[Referring expression pointing data]
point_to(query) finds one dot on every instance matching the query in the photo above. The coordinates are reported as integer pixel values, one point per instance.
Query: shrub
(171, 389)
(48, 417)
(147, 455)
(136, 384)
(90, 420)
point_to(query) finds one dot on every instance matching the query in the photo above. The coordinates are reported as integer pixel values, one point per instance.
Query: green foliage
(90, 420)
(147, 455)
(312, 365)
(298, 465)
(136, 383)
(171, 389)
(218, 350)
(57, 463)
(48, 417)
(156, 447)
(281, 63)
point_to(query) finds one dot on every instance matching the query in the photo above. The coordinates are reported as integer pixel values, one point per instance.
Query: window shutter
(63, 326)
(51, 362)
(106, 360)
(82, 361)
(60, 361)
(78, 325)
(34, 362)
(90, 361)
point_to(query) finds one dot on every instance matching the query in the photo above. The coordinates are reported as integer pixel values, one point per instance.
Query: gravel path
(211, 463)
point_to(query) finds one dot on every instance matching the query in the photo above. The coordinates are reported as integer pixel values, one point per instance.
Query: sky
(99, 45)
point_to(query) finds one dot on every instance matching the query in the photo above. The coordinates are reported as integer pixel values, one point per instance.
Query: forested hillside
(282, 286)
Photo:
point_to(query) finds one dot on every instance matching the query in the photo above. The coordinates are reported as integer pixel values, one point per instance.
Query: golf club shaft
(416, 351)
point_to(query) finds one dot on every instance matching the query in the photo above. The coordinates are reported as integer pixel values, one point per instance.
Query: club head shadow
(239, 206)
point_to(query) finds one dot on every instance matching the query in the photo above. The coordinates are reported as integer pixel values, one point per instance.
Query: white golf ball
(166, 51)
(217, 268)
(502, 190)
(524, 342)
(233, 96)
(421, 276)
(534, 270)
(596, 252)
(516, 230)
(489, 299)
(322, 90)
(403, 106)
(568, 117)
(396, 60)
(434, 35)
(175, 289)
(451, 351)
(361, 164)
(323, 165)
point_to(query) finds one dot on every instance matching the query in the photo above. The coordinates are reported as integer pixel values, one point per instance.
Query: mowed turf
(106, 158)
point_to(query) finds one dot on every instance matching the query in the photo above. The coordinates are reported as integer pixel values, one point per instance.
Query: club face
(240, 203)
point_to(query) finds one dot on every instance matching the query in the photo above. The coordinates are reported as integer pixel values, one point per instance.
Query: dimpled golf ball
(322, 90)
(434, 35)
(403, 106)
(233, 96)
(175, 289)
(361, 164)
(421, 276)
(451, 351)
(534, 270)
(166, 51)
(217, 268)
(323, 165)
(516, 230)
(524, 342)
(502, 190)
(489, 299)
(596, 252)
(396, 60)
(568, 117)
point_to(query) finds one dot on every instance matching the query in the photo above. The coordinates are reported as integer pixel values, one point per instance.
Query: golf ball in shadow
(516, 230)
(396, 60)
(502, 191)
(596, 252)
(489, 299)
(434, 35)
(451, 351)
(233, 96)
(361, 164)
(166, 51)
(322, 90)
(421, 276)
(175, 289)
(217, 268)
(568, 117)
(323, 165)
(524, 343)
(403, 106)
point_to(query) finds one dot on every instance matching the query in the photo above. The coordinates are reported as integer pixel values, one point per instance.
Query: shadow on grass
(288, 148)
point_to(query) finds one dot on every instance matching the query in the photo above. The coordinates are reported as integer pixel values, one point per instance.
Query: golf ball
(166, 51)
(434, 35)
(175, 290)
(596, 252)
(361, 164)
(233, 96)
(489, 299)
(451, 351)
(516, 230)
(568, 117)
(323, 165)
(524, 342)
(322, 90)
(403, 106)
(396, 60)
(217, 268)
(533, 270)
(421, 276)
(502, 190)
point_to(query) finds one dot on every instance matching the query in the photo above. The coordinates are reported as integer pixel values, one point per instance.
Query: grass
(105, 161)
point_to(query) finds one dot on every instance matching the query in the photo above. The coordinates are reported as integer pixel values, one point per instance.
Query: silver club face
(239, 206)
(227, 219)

ACTIVITY. This exercise needs each record retyped exactly as shown.

EXERCISE RESULT.
point_to(query) finds one dot on every instance matching the query in the photo above. The coordinates are reported as integer pixel values, one point per instance.
Query: shrub
(171, 389)
(48, 417)
(147, 455)
(136, 384)
(90, 420)
point_to(query) finds one dot on every instance matching the query in the photo above. The coordinates are reported as integer pixel values, one point per instance.
Query: green foliage
(90, 420)
(147, 455)
(312, 365)
(298, 465)
(136, 383)
(171, 389)
(218, 350)
(57, 463)
(48, 417)
(156, 447)
(281, 63)
point_to(query) finds one dot on every instance matching the query in the photo above. The coordinates are reported as integer pixel values, one point per instance.
Query: window shutter
(63, 326)
(51, 362)
(106, 360)
(82, 361)
(60, 361)
(78, 325)
(34, 362)
(90, 361)
point_to(query) finds one dot on every instance matching the query in the photo above. The coordinates are reported as integer pixel values, one point per instance.
Query: gravel path
(211, 463)
point_to(query) finds one dot on every instance matching the query in the photo above. The coordinates are reported as integer pixel values, one point per instance.
Query: sky
(99, 45)
point_to(query) finds one dot on every instance matching the query in the photo above. The coordinates are reported as integer pixel values, one point per instance.
Query: forested hillside
(282, 286)
Photo:
point_to(query) finds one dot on every instance matching the query in the photo above. The coordinates are reported as integer pixel values, one point per instance.
Query: golf club shaft
(416, 351)
point_to(query) finds one dot on every instance matching the query in the photo above. The coordinates are reported as integer pixel values, one point per instance.
Query: club head shadow
(239, 206)
point_to(query) finds one dot on every instance matching the query in the photo above. The coordinates are reported as integer pixel values, one point per instance.
Query: white golf ball
(166, 51)
(217, 268)
(502, 190)
(524, 342)
(233, 96)
(421, 276)
(534, 270)
(596, 252)
(516, 230)
(489, 299)
(322, 90)
(403, 106)
(568, 117)
(396, 60)
(434, 35)
(175, 289)
(451, 351)
(361, 164)
(323, 165)
point_to(query) finds one dot on every instance matching the query in the photo above. The coordinates are reported as integer pixel values, one point per instance.
Query: mowed turf
(106, 158)
point_to(query) finds one dot on every instance matching the query in the photo above. The coordinates are reported as integer pixel values, one point per instance.
Query: club face
(240, 203)
point_to(query) finds one dot on every instance matching the query in the photo above. The coordinates are reported as integer pixel values, one point per instance.
Query: dimpled golf ball
(322, 90)
(434, 35)
(403, 106)
(233, 96)
(175, 289)
(361, 164)
(421, 276)
(451, 351)
(534, 270)
(166, 51)
(217, 268)
(323, 165)
(516, 230)
(524, 342)
(502, 190)
(489, 299)
(596, 252)
(396, 60)
(568, 117)
point_to(query) finds one dot on every instance matching the query in the photo above. The coordinates are reported as integer pixel values, one point per instance.
Query: golf ball in shadow
(516, 230)
(396, 60)
(502, 191)
(596, 252)
(489, 299)
(434, 35)
(451, 351)
(233, 96)
(361, 164)
(166, 51)
(322, 90)
(421, 276)
(175, 289)
(217, 268)
(568, 117)
(323, 165)
(524, 343)
(403, 106)
point_to(query) finds one dot on every instance matching the query in the photo above. The coordinates are reported as integer pixel values, one point per instance.
Query: shadow on grass
(288, 148)
point_to(query) finds one dot on every instance matching the query in the photo above. The coordinates are reported as integer pixel values, one point per instance.
Query: golf ball
(166, 51)
(434, 35)
(175, 290)
(596, 252)
(361, 164)
(233, 96)
(489, 299)
(451, 351)
(516, 230)
(568, 117)
(323, 165)
(524, 342)
(322, 90)
(403, 106)
(396, 60)
(217, 268)
(533, 270)
(421, 276)
(502, 190)
point_to(query) finds one dot on every instance matching the query in the photo above. The coordinates are reported as integer pixel values, one point per instance.
Query: grass
(105, 161)
point_to(query) finds one dot on every instance matching the query in the photo above. The coordinates are reported as integer pixel values, one point per instance.
Query: silver club face
(239, 206)
(227, 219)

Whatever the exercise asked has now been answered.